- **Tasks to perform**:
• A. According to the text on Maryland's state police helicopters, roughly how many air transports took place in fiscal 2008?
• B. Continue the commentary on the decline in Maryland's helicopter transports of patients, beginning immediately after its final sentence.

- **Text segment**:
^^^^
November 21, 2024

State Helicopters Are Flying Much Less After Fatal Crash in Pr. George’s – washingtonpost.com
Maryland has seen a dramatic drop in the number of patients flown to hospitals since the September crash of a Maryland State Police helicopter killed three rescue workers and a patient.

If the trend holds, there will be fewer than 1,700 air transports in the 12 months following the September crash, compared with about 4,100 in fiscal 2008. The state’s aeromedical director, Douglas J. Floccare, told the experts yesterday that he worries that a “skittishness” among ambulance crews might have led them to avoid necessary air transports.

So, either patients aren’t being flown who should be now, or patients who shouldn’t have been were being flown before.  (Alternately, there are fewer injuries and illnesses than before, but that’s unlikely).  My money is on overuse, but we’ll probably never know.
^^^^
- **Data for review**:
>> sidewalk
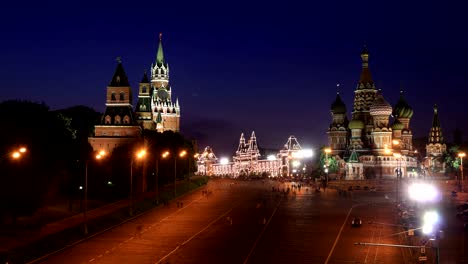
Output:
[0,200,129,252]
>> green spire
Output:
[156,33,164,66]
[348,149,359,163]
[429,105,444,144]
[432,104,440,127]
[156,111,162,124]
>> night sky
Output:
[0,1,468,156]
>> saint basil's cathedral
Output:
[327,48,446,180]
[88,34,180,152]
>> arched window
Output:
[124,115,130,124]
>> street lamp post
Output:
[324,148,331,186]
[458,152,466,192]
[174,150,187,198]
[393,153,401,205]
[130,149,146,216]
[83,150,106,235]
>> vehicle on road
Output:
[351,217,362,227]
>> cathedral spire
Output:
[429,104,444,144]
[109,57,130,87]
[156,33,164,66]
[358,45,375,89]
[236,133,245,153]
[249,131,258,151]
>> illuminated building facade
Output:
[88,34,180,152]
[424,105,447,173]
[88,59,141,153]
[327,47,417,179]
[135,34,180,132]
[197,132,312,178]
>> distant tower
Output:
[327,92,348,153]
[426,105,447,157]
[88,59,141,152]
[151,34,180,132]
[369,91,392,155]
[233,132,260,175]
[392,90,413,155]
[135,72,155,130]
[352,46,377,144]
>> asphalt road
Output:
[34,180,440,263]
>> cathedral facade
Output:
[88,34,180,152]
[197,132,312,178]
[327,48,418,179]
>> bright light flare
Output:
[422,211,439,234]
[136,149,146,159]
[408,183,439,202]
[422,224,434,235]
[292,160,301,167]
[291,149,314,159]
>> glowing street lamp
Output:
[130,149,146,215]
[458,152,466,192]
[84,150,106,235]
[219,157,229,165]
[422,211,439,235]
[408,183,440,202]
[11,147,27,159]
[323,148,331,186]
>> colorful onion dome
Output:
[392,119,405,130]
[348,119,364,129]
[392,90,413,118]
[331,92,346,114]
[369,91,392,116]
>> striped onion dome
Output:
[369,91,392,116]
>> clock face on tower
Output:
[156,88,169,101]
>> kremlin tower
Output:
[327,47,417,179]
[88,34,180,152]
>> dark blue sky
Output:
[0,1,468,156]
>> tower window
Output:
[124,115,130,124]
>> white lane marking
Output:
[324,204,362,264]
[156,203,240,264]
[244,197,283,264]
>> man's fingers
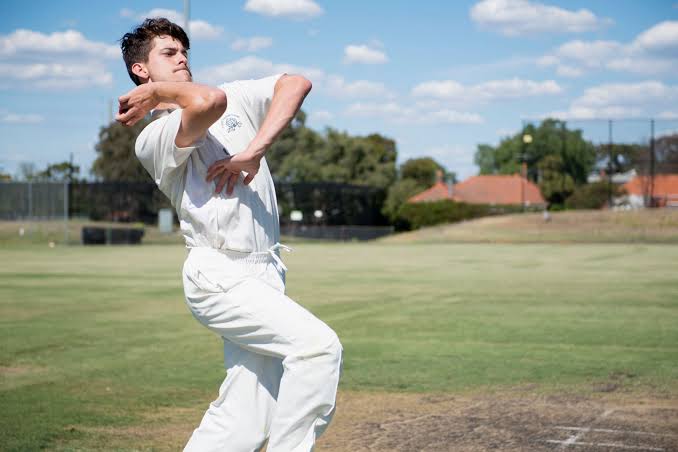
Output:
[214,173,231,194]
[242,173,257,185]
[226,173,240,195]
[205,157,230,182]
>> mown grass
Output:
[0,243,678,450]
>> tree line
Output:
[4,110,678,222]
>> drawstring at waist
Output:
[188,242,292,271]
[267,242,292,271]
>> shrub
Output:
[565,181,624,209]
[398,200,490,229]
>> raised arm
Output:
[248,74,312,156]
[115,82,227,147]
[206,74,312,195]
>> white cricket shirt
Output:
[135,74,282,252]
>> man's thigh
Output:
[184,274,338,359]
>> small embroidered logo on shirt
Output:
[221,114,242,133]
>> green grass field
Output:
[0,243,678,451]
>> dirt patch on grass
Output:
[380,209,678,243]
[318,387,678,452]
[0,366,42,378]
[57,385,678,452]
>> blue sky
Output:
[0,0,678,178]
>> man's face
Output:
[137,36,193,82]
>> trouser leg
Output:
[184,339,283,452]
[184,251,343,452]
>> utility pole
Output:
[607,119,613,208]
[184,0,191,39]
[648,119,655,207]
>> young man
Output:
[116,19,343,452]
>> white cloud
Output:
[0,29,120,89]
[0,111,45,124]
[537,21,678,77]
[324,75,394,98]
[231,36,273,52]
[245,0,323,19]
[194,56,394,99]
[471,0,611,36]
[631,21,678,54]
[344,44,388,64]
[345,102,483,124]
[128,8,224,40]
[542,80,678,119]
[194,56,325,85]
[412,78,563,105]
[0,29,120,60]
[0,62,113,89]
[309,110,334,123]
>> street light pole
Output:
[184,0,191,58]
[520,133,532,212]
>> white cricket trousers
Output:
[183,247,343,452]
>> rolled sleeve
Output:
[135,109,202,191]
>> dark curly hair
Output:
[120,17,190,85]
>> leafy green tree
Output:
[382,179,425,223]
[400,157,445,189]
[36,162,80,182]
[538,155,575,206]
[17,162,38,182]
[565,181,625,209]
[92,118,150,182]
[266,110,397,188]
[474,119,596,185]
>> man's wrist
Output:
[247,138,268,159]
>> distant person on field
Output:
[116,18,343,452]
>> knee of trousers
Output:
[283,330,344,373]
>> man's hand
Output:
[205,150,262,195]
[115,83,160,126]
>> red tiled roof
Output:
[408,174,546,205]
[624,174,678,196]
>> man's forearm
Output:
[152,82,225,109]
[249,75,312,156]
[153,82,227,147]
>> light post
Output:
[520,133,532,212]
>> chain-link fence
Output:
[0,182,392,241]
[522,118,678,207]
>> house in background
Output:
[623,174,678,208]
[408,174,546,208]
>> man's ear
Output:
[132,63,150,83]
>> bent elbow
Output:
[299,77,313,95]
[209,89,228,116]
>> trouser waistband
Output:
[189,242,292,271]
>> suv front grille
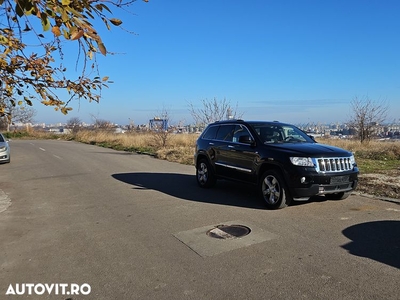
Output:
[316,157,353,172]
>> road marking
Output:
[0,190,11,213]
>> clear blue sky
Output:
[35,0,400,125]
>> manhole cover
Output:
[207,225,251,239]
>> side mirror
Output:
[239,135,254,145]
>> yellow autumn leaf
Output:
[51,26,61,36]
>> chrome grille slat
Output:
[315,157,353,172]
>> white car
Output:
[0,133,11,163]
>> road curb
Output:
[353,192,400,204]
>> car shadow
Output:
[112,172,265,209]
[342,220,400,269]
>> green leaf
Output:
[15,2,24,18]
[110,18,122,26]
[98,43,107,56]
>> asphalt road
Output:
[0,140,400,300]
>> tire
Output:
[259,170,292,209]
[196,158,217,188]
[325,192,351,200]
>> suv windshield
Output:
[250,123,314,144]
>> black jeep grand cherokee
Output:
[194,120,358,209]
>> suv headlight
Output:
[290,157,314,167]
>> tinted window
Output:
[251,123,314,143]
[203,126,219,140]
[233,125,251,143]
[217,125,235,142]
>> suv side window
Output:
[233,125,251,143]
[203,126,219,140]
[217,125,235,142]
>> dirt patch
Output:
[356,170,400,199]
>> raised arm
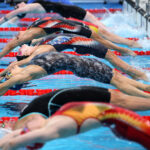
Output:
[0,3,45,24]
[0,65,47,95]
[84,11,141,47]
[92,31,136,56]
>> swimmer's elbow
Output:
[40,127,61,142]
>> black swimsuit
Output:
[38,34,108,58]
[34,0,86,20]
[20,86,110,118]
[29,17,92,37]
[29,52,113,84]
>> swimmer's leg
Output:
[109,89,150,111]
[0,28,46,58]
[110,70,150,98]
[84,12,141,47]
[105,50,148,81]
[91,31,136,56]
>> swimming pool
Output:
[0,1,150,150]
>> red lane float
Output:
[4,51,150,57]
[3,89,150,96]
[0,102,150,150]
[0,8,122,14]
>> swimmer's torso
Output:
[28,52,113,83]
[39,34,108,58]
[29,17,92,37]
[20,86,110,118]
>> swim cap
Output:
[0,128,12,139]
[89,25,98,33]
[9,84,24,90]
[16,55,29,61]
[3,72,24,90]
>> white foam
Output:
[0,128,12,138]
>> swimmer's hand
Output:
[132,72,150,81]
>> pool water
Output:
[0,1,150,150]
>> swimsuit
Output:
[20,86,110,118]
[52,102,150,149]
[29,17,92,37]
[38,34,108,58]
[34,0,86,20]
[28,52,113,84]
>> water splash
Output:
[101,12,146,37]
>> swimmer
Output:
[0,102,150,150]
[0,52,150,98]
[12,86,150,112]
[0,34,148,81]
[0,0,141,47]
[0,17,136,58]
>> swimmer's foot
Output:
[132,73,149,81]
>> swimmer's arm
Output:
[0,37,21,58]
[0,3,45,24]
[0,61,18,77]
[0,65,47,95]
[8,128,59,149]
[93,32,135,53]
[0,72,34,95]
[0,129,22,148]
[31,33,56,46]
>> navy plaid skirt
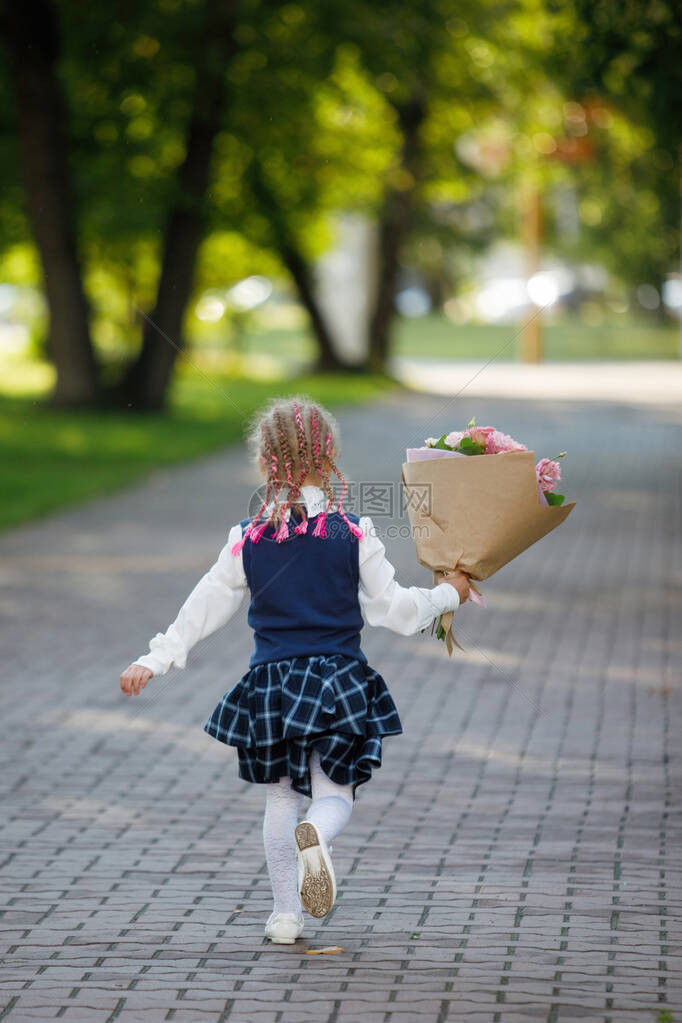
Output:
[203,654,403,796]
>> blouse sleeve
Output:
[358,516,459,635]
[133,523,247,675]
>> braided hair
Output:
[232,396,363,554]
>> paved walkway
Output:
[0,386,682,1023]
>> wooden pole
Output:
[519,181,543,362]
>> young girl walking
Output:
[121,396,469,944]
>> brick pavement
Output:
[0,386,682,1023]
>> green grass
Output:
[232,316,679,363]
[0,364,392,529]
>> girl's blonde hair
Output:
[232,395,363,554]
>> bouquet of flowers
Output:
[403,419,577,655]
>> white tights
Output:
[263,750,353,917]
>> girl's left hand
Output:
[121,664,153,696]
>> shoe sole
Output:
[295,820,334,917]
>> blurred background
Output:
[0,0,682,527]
^^^^
- **Solved tasks**:
• A. About 4,100.

• B.
7 thoughts on “State Helicopters Are Flying Much Less After Fatal Crash in Pr. George’s – washingtonpost.com

  1. There are enough people paying attention to this that there will be questions asked about the effects of the decreased flights.

    I expect that the trauma fatality rate will not increase, even though flights are expected to be down by more than half.

    The ground medics will develop more experience assessing and treating trauma patients. The ground medics will improve the care they deliver, because they will be spending much more time focused on the patient, rather than preparing the patient for helicopter transport.

    The abuse/overuse of Helicopter EMS takes place in a lot of other places, too.

  2. I’m glad for the questioning of this issue. I read the stats on crashes once and was shocked at the numbers.

  3. Less driving with higher fuel prices, at least until the collapse of oil prices. Accident rates have fallen as well, ergo fewer helicopter flights. This may confound your interpretation of a stable case fatality rate, if that is the case.

  4. CHenry,

    In Maryland, they have required that EMS crews contact medical command for transport decisions on those patients with minor injuries. This has cut the flight rate by about 60% since the new rule went into effect. It is unlikely that fuel prices and any modest decrease in motor vehicle collisions has had much to do with this. How much are crashes down over the last 7 weeks? Or are you suggesting that crashes are down anywhere near 60%. Traffic is certainly not dramatically less congested since the end of September, at least not where I am.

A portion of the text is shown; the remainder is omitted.